◆ **Data for this exercise**:

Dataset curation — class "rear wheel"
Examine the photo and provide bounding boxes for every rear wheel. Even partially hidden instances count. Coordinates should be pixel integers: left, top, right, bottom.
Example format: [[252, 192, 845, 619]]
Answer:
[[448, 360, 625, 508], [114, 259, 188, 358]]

◆ **Goal of the exercise**:
Write out the material again, switching each "rear wheel" to "front wheel" and leaving everything else the same.

◆ **Full response**:
Dataset curation — class "front wheel"
Examine the photo and provide bounding boxes for every front wheel. Even partially hidden instances count. Coordinates should be pixel integers: left, top, right, bottom.
Example format: [[252, 192, 845, 619]]
Answer:
[[448, 360, 625, 508], [114, 259, 188, 358]]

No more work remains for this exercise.